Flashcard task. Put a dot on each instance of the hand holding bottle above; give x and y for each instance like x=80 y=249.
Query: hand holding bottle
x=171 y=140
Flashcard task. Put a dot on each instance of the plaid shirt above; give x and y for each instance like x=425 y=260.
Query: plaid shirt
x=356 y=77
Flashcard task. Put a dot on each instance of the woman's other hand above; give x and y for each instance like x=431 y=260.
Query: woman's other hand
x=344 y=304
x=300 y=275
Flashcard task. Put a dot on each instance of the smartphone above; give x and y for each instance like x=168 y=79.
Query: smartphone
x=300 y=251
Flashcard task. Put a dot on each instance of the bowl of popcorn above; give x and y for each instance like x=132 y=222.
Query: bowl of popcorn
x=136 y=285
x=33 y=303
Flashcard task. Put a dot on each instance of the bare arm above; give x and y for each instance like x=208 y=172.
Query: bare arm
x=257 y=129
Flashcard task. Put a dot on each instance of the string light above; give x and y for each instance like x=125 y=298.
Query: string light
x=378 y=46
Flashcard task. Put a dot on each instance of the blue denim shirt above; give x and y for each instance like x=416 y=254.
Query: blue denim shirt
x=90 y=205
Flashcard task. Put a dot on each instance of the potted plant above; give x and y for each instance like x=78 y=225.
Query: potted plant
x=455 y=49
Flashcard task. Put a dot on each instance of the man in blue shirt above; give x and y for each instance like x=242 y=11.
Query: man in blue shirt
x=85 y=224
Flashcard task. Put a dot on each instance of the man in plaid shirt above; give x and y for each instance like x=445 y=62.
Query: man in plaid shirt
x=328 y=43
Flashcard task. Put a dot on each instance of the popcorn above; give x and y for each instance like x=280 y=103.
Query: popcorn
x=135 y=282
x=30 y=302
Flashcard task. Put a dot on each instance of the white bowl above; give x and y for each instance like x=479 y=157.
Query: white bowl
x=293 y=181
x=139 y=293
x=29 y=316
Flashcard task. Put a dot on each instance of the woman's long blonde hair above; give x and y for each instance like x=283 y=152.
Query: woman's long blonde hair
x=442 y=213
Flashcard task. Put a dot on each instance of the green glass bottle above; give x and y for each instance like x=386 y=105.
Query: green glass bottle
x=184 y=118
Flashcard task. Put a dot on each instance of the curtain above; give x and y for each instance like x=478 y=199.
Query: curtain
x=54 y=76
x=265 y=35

- TASK TO COMPLETE -
Copy the entire listing above word for word, keeping every line in its original order.

- ANSWER FOR THE TASK -
Flashcard task. Put a dot on each instance of the hand holding bottle above; give x and y for each instance like x=80 y=249.
Query: hand holding bottle
x=171 y=140
Flashcard task. Put a dot on each instance of the plaid shirt above; give x and y for each instance like x=425 y=260.
Query: plaid shirt
x=356 y=77
Flashcard task. Put a dot on each instance of the woman's other hand above; give x and y for each instance like x=431 y=260.
Query: woman's other hand
x=344 y=304
x=300 y=275
Flashcard task. Put a dot on each instance of the smartphone above; give x and y for each instance like x=168 y=79.
Query: smartphone
x=300 y=251
Flashcard task. Put a dot on each instance of the bowl of popcorn above; give x and y for each instance like x=132 y=222.
Query: bowl of popcorn
x=136 y=285
x=33 y=303
Flashcard task. Put a dot on each instance of the bare arm above; give x and y for each instance like x=208 y=172.
Query: bare arm
x=257 y=129
Flashcard task. Put a dot on each instance of the string light above; give x and y for each instance like x=125 y=298.
Query: string light
x=378 y=46
Flashcard task. Put a dot on each instance of the blue denim shirt above; give x and y for each instance like x=416 y=254.
Query: blue denim shirt
x=90 y=205
Flashcard task. Put a dot on each instance of the potted plant above; give x and y for each instance like x=78 y=225.
Query: potted plant
x=455 y=49
Flashcard task. Put a dot on each instance of the man in blue shirt above; give x and y for each instance like x=242 y=11.
Query: man in blue shirt
x=85 y=224
Flashcard task. Put a dot on each instance of the man in plaid shirt above; give x and y for each instance like x=445 y=62.
Query: man in plaid shirt
x=328 y=43
Flashcard task. Put a dot on each instance of the popcorn above; give x and y for each instance like x=280 y=103.
Query: popcorn
x=135 y=282
x=30 y=302
Flashcard task. Put a dot on each instance of the white bowl above; give x and y for each instance like x=479 y=157.
Query: white bowl
x=293 y=181
x=139 y=293
x=29 y=316
Flashcard task. Put a dot on each instance of the woman's long blonde hair above; give x and y for each instance like x=283 y=152.
Query: woman's long blonde hair
x=442 y=213
Flashcard task. Put a dot on each instance of the green glass bottle above; give x and y for each instance like x=386 y=105.
Query: green glass bottle
x=184 y=118
Flashcard task. Put a dot on each instance of the curtain above; give x and y for each instance like x=478 y=199.
Query: curtain
x=54 y=76
x=265 y=35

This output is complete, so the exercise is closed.